**Operazioni da svolgere**
**A.** Trascrivi dall'articolo sul lago Titicaca il passo che comincia con "Volontari delle comunità" e prosegue fino a "volentieri a meno.".
**B.** In base all'articolo sul lago Titicaca, elenca ciò che si incontra a ogni metro navigando nella baia di Cohana.

───── Testo fornito ─────

Volontari delle comunità indigene in difesa del lago cercano di ripulire una zona dalle alghe nocive

Per il Global Nature Fund
è “il più minacciato del Pianeta” Fra gli indios che si appellano all’Onu: servono depuratori

PAOLO MANZO
COHANA (BOLIVIA)

Il Titicaca è stato per secoli il lago su cui, nel cuore delle Ande, si sono affacciate le culture più antiche dell’America Latina. Oggi si è trasformato in uno specchio deforme di un pianeta malato e incapace di preservare i suoi tesori naturali più preziosi. Il lago più elevato al mondo con i suoi 3812 metri di altitudine, che si estende per oltre 8 mila kmq, abbracciando Bolivia e Perù, è a rischio. Tanto che l’autorevole fondazione tedesca Global Nature Fund l’ha eletto «Lago più minacciato del 2012». Un titolo di cui gli abitanti farebbero volentieri a meno.

«Se muore il lago Titicaca muore il pianeta. E in fretta», denuncia commosso Esteban Mamani Quispe, 40 anni, uno dei leader del locale comitato dei saggi impegnati, sul fronte boliviano, nella lotta alla salvaguardia del lago. Il suo villaggio, Cohana, un pugno di casette colorate che specchiano le loro forme nelle acque antichissime del Titicaca, in pochi anni ha cambiato fisionomia. Laddove le rive erano verdi e lussureggianti oggi si incontrano solo vacche e pecore che ruminano tra i rifiuti, gli abitanti non pescano più perché i pesci sono quasi tutti morti e tra i giovani chi può è scappato. Hernán Quispe Mendoza appartiene anche lui al consiglio dei saggi di Cohana. «La situazione è diventata gravissima. Il lago ormai è contaminato. Se non ci aiuta la comunità internazionale è davvero finita». Basta provare a navigare nelle acque del Titicaca nella baia di Cohana per rendersi conto. A ogni metro si incontra plastica, liquami e moltissima mucillagine verde, definita dagli scienziati il segnale allarmante della lenta agonia del lago.

Le ragioni di questa agonia sono tante. La città di El Alto, quasi due milioni di abitanti, che sovrasta La Paz dall’alto dei suoi 4100 metri, è cresciuta in modo esponenziale negli ultimi anni. Sino al 1985 era solo un quartiere periferico della capitale, conosciuto per l’aeroporto. Poi ha iniziato a raccogliere molti migranti interni della Bolivia, aymara ma non solo, crescendo in modo caotico. Oggi nell’ex quartiere paceño di El Alto vivono quasi due milioni di abitanti e questa città con meno di 30 di vita si contente con La Paz e Santa Cruz il titolo della più popolata della Bolivia. Il suo fiume, el Rio Seco, con i suoi 80 chilometri di scarichi arriva dritto nella baia di Cohana, gettando nel Titicaca i peggiori rifiuti tossici.

───── Dati forniti ─────

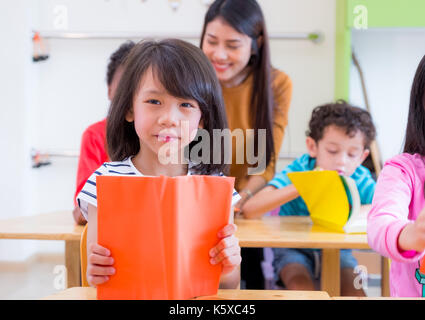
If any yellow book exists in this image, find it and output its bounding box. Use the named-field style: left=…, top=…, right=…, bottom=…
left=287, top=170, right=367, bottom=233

─────
───── Dati forniti ─────

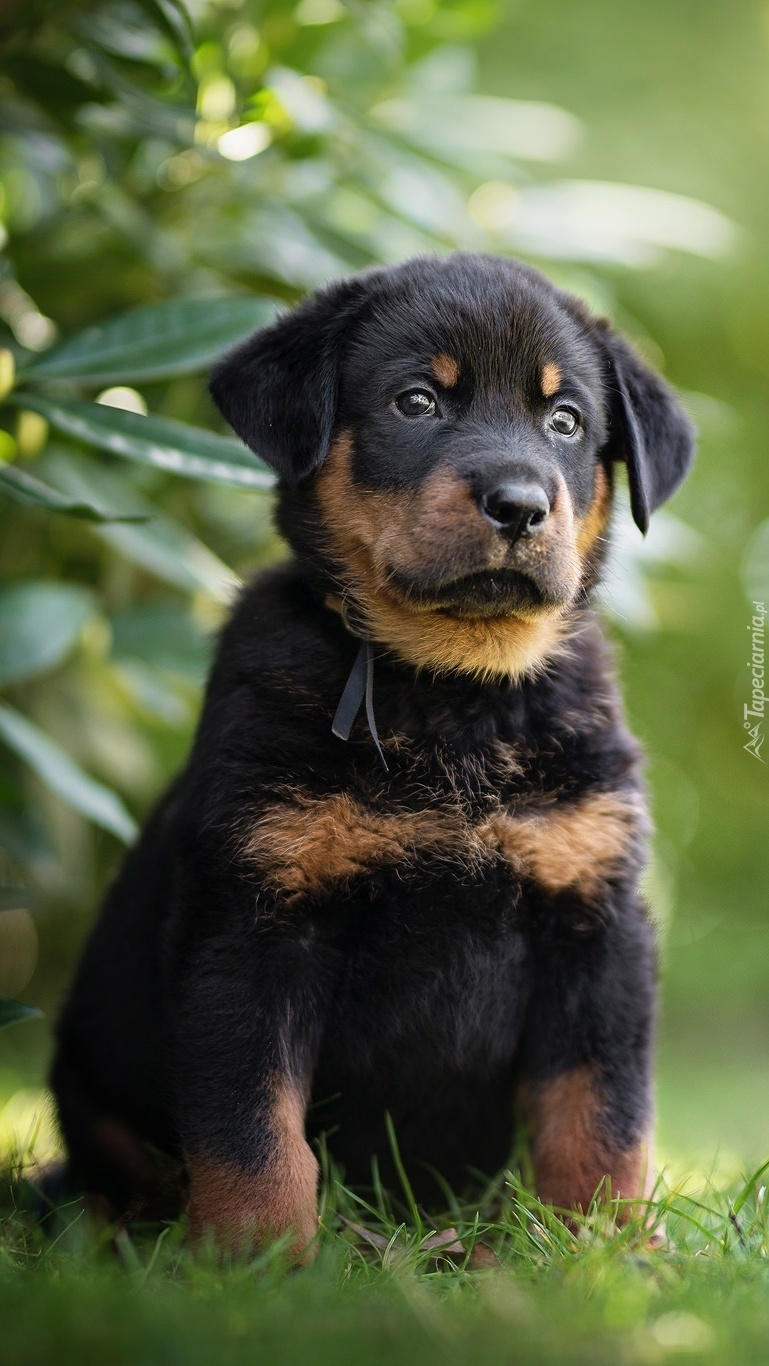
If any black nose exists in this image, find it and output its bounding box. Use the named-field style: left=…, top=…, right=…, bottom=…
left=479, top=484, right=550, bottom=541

─────
───── Dati forniti ─────

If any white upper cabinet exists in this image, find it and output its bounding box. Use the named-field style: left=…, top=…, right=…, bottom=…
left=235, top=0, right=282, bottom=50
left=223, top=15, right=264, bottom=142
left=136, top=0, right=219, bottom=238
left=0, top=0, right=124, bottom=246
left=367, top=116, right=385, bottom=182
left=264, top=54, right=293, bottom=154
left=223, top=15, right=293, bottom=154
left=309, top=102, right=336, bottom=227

─────

**Soluzioni svolte**
**A.**
Volontari delle comunità indigene in difesa del lago cercano di ripulire una zona dalle alghe nocive

Per il Global Nature Fund
è “il più minacciato del Pianeta” Fra gli indios che si appellano all’Onu: servono depuratori

PAOLO MANZO
COHANA (BOLIVIA)

Il Titicaca è stato per secoli il lago su cui, nel cuore delle Ande, si sono affacciate le culture più antiche dell’America Latina. Oggi si è trasformato in uno specchio deforme di un pianeta malato e incapace di preservare i suoi tesori naturali più preziosi. Il lago più elevato al mondo con i suoi 3812 metri di altitudine, che si estende per oltre 8 mila kmq, abbracciando Bolivia e Perù, è a rischio. Tanto che l’autorevole fondazione tedesca Global Nature Fund l’ha eletto «Lago più minacciato del 2012». Un titolo di cui gli abitanti farebbero volentieri a meno.

**B.**
- plastica
- liquami
- mucillagine verde